- **Records provided**:
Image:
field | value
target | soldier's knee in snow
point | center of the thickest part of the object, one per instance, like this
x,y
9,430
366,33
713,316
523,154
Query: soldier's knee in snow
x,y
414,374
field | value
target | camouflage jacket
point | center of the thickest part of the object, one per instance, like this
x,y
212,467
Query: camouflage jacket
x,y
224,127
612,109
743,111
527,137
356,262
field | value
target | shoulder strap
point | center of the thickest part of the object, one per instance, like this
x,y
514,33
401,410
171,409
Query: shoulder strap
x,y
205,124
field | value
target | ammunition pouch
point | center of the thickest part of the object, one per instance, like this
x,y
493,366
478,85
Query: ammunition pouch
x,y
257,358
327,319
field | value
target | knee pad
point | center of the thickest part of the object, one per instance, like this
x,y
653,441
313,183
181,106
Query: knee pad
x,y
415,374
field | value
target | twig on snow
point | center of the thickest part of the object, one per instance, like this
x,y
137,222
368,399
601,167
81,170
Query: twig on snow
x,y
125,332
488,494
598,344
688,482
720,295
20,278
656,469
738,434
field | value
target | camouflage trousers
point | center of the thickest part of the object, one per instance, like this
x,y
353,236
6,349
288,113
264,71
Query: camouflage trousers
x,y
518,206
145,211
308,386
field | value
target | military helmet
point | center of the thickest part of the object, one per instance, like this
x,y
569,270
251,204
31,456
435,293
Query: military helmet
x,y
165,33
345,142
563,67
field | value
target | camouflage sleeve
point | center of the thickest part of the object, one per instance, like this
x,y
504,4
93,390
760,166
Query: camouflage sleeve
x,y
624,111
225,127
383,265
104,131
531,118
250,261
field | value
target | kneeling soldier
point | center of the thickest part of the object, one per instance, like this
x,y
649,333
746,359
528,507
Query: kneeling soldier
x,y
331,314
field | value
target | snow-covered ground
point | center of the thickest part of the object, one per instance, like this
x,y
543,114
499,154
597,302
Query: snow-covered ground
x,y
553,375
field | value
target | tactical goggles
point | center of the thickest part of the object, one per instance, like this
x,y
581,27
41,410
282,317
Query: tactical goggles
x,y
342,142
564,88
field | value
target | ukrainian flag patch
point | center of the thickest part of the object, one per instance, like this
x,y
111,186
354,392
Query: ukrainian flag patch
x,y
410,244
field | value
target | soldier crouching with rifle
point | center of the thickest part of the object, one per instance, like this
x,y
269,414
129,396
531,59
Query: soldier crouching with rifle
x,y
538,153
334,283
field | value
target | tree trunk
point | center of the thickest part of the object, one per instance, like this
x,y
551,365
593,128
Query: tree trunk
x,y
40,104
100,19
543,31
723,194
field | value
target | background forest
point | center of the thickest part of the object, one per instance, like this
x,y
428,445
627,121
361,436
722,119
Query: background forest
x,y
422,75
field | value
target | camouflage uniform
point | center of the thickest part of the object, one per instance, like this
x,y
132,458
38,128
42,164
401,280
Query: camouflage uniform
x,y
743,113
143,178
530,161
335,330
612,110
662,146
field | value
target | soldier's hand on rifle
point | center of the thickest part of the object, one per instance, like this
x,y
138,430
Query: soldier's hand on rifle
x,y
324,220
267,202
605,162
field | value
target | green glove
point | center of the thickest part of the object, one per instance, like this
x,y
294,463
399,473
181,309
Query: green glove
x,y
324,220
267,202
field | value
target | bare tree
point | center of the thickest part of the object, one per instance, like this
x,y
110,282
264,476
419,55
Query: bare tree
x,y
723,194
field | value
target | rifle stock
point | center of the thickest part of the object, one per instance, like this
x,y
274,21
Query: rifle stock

- **Given request**:
Reproduce each record exactly, leaving nothing out.

- **Result of the exercise**:
Image:
field | value
target | soldier's knee in snow
point | center of the thickest part of the object, one per instance, like this
x,y
9,430
366,33
713,316
523,154
Query: soldier's knee in snow
x,y
414,374
field | value
target | camouflage jacket
point | center of the thickest part of the object, one per instance, like this
x,y
212,467
Query: camouflage jacket
x,y
224,127
612,109
743,111
527,137
356,262
field | value
target | shoulder strap
point | center of the thickest part of the object, one per instance, like this
x,y
514,33
401,410
171,409
Query: shoulder strap
x,y
205,124
field | value
target | ammunition pouch
point | center of the thickest part of the object, one per instance, like this
x,y
493,366
478,85
Query: ammunition pouch
x,y
257,358
327,319
field | value
target | knee pad
point | center of the thickest part of the object, one per instance, like this
x,y
653,441
313,183
181,106
Query: knee pad
x,y
415,374
field | value
target | twig on snow
point | center of the thickest part of the object, one per instance, like this
x,y
137,222
368,399
601,167
81,170
Query: twig on snow
x,y
125,332
488,494
598,344
688,482
720,295
20,278
656,469
738,434
field | value
target | camouflage trousers
point | center of the thickest part of the object, one per instance, like this
x,y
353,236
6,349
288,113
264,71
Query: camouflage trousers
x,y
518,206
145,211
308,386
field | value
target | military helmet
point | center of the thickest part of the object, one per instance, like this
x,y
569,270
251,204
31,456
435,293
Query: military helmet
x,y
165,33
345,142
563,67
field | value
target | camouflage sleeve
point | center of the thickest part of the object, one per instance, like this
x,y
504,4
93,390
760,166
Query: camouflage sleeve
x,y
624,111
225,127
383,265
104,131
531,118
250,261
field | value
target | kneeling soldier
point | center of the thickest part of the object, one per instance, like this
x,y
649,333
746,359
528,507
Query: kneeling soldier
x,y
331,314
field | value
target | snow-covered ground
point | center of the thickest part of the object, one per instance, like this
x,y
543,114
499,154
597,302
Query: snow-covered ground
x,y
553,375
field | value
target | tactical goggles
point | center of the thickest part of the object, one per instance, like this
x,y
581,27
41,410
282,317
Query: tactical goggles
x,y
342,142
564,88
field | value
target | ukrainian flag patch
point | center of the thickest part of the object, one per instance, like this
x,y
111,186
354,392
Query: ukrainian flag patch
x,y
410,244
field | value
target | soldier crouching with rifle
point | center of the thickest part of the object, one per instance, like this
x,y
269,414
129,396
531,59
Query: soldier crouching with rifle
x,y
538,153
334,283
field | value
target | tree trunk
point | center of the thickest part of the object, one per instance, like this
x,y
551,365
593,128
Query: tree trunk
x,y
40,104
100,19
543,31
723,194
field | value
target | background forest
point | center of the thickest part of the object, one per instance, like this
x,y
428,445
627,121
361,436
722,119
Query: background forest
x,y
422,75
field | value
target | camouflage uniform
point | center of the thickest part of the object, one per instance, like this
x,y
132,458
38,128
42,164
401,280
Query: camouflage uniform
x,y
743,113
143,178
530,161
335,330
612,110
662,146
field | value
target | soldier's hand on rifle
point | center of the thickest part of the object, one per instance, like this
x,y
138,430
Query: soldier's hand on rifle
x,y
324,220
267,202
605,162
field | value
target | green glove
point | center of the thickest part of the object, one per instance, like this
x,y
294,463
399,473
181,309
Query: green glove
x,y
324,220
267,202
field | value
target | bare tree
point | center of the thickest part of the object, one per instance, like this
x,y
110,282
264,476
419,55
Query: bare tree
x,y
723,194
field | value
target | rifle stock
point | center of the thickest part of the object, one per instance, like this
x,y
274,21
Query: rifle stock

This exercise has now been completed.